### THE TASKS:
(a) Summarize the datapipe excerpt in two sentences.
(b) According to the datapipe excerpt, what should you prefer to do if one step in the pipeline takes too long?

Output data files - Space permitting, retain the final output files indefinitely, versioned by dated filename. If the data leads to some business decision, it can be useful (or legally necessary) to go back in time and examine the data to see why some business decision was made. Furthermore, comparing old output to new output can help uncover bugs in the system that may not be immediately obvious.

Data Storage

Most software projects benefit from some kind of transactional database or key-value datastore. Datapipes are not like most software projects. Over time I’ve found that the best way to store checkpoint data (the output of a step in the pipeline) is a flat file. This can be plain text files (.csv or .tsv), or something sexier like HDF5, Feather, or Parquet if you need faster read/write access.

To belabor the point, do not use a relational database to store checkpoints. Relational databases are optimized for transactional operations, where any one operation typically touches only a small subset of the data. This is not the access pattern that you need for reading and writing checkpoint data, and you will pay a tradeoff in disk space, RAM, bulk read, and bulk write performance for using the wrong tool.

The preferred access pattern of a datapipes is that a given step will read multiple flat files into RAM (or file-backed memory), operate on the data, and then write a new flat file to disk, overwriting the flat file created during the previous iteration of the datapipe.

$PROJECT/
  data/
    sources/...
    checkpoint1.dat
    checkpoint2.dat
    checkpoint3.dat
    ...

This may sound wasteful, because it means we reprocess a large amount of data that we’ve already processed, but it avoids a lot of potential bugs. By treating each step as an idempotent operation, code changes become much less scary. Depending on the size and scope of your datapipe, this approach may be sufficient to reprocess everything for the life of the project. Planning for anything else at the start is premature optimization. If the length of some step in the pipeline gets too long, prefer to either optimize the code or buy more powerful hardware rather than resorting to incremental processing.

The opposite approach – incremental processing – creates a link between the processed data and the version of code that produced it, which means if you change the code you need to figure out which data is bad. It is hard enough to fix bugs without worrying how to patch up previously processed results.

Avoid incremental processing in all cases, except the following:

First, when the pipeline can cleanly partition processed work by date. In this case, it might make sense to only process some recent time period, ie: year to date or month to date. You should create dated checkpoints, and the pipeline will still reprocess data for the most recent time period, but it can avoid redoing work for previous time periods. Here, you trade off the cognitive complexity of having to worry about reprocessing previous checkpoints for the benefit of a much faster feedback cycle. Then, when there is some kind of code change that requires reprocessing, the datapipe can reprocess in chunks, from most- to least-recent, during what would usually be downtime.

The second exception is when the pipeline generates Neural Net / Machine Learning Models. I will touch on this later.

Tools

One of the worst software development experiences of my life was using the visual tools of Microsoft’s SQL Server Analysis Services 2005 to build steps in a data pipeline. The tool made the easiest part of a datapipe easier (ie: connecting the output of one job to the input of another) at the expense of making everything else impossibly hard. All of our custom logic was buried inside of a massive, auto-generated XML file that also tracked layout positions, sizes, and last-accessed timestamps, making version control nearly meaningless. Merge conflicts sometimes took hours to resolve. Debugging was unnecessarily complicated. Eventually, we moved as much code as possible to plain old text files, using the visual tools only when necessary, mainly for orchestration.

Region annotation entries:

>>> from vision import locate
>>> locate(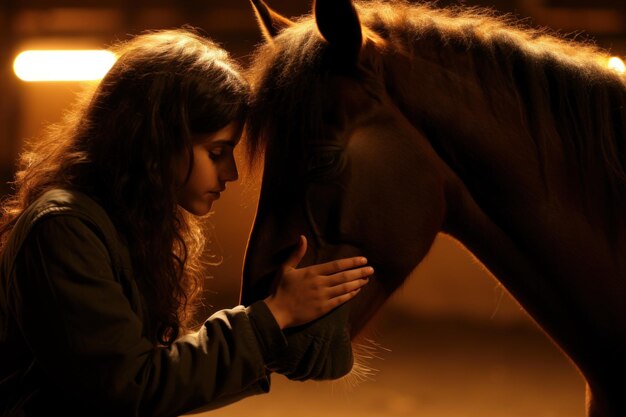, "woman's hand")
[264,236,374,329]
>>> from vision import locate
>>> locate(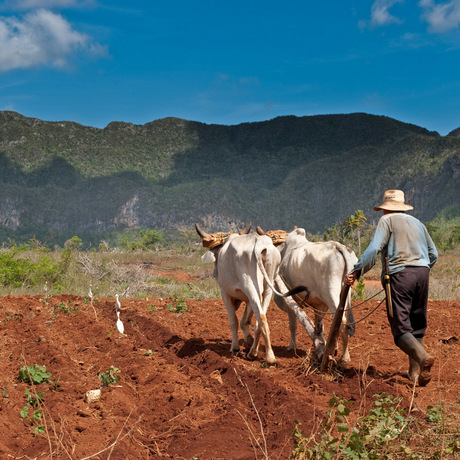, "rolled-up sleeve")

### ANSWERS BELOW:
(a) The excerpt recommends keeping checkpoint data in flat files rather than a relational database, with each pipeline step reading files into memory and overwriting its output so that steps stay idempotent and code changes are less risky. It advises against incremental processing except when work can be cleanly partitioned by date or when the pipeline generates machine learning models, and it warns that the visual tools of SQL Server Analysis Services 2005 buried custom logic in auto-generated XML that made version control, merges, and debugging difficult.

(b) Optimize the code or buy more powerful hardware rather than resorting to incremental processing.